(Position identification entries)
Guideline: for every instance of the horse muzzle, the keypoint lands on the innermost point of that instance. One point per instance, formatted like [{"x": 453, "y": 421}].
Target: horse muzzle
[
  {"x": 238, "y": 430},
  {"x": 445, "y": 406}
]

== Task requirements ==
Please put every line from all the entries above into a numbered list, leaving out any blank lines.

== Result ==
1. Guideline: for every instance of the horse muzzle, the keypoint lands on the innermost point of that instance. One point per instance, formatted like [{"x": 453, "y": 421}].
2. Target: horse muzzle
3. [
4.   {"x": 238, "y": 430},
5.   {"x": 445, "y": 406}
6. ]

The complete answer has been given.